Task statement :: The answer must consist of every line in the records that contains the word "beard".

○ ○ ○ ○ ○ ○ ○

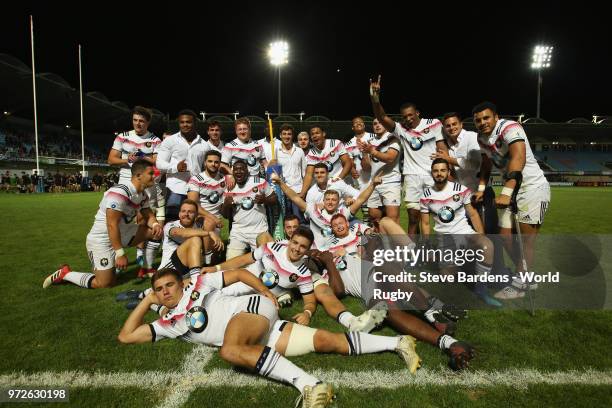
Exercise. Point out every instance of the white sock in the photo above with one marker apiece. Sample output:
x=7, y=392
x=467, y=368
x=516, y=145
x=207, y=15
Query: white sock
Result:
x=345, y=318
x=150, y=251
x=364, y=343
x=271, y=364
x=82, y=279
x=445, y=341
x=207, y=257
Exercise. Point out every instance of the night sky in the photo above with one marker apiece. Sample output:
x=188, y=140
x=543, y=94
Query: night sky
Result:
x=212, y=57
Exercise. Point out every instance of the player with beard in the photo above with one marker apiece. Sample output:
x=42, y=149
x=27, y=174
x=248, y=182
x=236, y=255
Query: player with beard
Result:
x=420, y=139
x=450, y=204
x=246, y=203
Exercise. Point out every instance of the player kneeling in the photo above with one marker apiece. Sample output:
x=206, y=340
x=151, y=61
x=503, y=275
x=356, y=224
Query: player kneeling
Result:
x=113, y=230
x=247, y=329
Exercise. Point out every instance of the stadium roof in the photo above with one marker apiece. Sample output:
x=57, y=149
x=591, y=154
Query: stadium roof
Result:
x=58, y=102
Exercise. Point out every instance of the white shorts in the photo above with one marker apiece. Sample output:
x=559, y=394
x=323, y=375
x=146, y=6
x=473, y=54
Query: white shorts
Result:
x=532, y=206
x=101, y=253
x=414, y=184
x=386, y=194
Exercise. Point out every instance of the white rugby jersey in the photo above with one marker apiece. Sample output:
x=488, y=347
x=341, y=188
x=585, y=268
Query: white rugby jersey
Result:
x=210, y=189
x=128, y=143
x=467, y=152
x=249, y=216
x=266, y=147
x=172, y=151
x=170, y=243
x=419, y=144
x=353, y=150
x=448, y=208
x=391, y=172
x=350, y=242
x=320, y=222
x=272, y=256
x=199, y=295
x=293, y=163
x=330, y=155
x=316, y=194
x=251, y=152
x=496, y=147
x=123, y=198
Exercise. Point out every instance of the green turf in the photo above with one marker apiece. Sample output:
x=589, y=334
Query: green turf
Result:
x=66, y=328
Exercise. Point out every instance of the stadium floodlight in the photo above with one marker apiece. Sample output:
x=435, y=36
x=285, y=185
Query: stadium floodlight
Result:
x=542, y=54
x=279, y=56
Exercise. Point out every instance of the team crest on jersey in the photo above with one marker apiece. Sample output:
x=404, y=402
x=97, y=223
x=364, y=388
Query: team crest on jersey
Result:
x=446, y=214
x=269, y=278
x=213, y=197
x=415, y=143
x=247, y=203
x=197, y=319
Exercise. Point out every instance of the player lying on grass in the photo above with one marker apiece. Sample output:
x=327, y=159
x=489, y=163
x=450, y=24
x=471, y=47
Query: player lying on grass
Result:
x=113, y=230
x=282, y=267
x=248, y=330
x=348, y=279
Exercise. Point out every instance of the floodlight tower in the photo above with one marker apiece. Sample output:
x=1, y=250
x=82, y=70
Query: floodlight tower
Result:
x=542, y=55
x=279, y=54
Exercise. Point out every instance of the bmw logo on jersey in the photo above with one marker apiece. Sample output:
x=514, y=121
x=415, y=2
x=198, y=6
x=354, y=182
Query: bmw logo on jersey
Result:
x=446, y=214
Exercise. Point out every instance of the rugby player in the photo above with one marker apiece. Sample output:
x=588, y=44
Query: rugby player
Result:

○ ○ ○ ○ ○ ○ ○

Written solution ::
Exercise. Point out every instance of the player with beard in the photo above with one marker apiece. Sample output:
Query: player with beard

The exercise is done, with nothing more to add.